Saved entries:
==========
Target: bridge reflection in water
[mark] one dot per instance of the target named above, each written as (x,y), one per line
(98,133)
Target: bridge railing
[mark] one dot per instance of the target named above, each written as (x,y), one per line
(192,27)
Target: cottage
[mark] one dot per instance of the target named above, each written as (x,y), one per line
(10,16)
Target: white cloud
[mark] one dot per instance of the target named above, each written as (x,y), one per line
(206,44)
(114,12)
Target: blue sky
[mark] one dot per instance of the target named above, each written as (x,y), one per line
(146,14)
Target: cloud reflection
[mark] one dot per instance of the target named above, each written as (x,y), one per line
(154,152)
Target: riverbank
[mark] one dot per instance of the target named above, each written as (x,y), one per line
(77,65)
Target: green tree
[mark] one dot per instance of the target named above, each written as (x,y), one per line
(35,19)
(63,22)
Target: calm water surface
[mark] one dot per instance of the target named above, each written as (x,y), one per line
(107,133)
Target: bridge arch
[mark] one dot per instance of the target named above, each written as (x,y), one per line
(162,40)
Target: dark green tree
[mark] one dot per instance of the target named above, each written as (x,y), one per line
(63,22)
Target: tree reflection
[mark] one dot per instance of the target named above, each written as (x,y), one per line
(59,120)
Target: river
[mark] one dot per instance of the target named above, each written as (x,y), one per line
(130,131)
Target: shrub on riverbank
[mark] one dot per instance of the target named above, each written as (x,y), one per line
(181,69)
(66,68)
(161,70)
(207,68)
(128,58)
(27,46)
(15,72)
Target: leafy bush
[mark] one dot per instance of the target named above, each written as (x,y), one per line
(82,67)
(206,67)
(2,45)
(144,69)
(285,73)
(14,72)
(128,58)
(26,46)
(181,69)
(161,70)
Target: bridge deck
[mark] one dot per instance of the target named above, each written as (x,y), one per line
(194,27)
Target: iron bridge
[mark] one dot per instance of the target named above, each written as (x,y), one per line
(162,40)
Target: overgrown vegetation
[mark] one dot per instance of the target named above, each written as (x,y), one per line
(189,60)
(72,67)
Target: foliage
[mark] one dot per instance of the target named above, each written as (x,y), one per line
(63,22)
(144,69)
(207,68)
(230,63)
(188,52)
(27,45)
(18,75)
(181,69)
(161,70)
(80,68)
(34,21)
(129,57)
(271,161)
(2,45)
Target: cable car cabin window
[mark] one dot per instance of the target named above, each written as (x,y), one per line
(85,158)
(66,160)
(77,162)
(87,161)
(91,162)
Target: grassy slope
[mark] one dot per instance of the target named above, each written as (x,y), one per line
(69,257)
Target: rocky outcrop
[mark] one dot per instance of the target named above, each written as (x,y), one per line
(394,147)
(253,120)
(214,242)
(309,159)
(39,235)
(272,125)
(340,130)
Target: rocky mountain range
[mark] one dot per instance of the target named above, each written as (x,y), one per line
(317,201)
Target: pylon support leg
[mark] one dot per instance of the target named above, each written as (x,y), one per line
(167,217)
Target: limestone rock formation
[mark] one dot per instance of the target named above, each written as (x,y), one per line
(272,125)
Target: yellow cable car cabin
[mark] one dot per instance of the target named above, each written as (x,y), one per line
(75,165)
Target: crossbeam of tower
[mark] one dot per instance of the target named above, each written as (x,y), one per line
==========
From the records above, return each line where "water" occurs.

Target: bridge reflection in water
Target: calm water surface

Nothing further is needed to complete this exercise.